GIVEN EXERCISE ->
Can you copy every line of the data below without changing a single character?

DATA ROWS ->
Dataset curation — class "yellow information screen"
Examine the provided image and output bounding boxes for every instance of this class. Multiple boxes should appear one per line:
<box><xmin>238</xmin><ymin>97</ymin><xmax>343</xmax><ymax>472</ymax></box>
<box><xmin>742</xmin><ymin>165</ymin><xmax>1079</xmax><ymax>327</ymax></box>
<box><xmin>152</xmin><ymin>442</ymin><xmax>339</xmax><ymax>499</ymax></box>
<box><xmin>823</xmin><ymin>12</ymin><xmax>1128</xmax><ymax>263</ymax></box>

THE COMPLETED TASK ->
Dataset curation — class "yellow information screen"
Examine the provided image and output bounding boxes for every instance of this class. Multiple boxes should appear one per line:
<box><xmin>238</xmin><ymin>97</ymin><xmax>343</xmax><ymax>472</ymax></box>
<box><xmin>742</xmin><ymin>165</ymin><xmax>1079</xmax><ymax>327</ymax></box>
<box><xmin>152</xmin><ymin>442</ymin><xmax>339</xmax><ymax>499</ymax></box>
<box><xmin>823</xmin><ymin>12</ymin><xmax>1128</xmax><ymax>263</ymax></box>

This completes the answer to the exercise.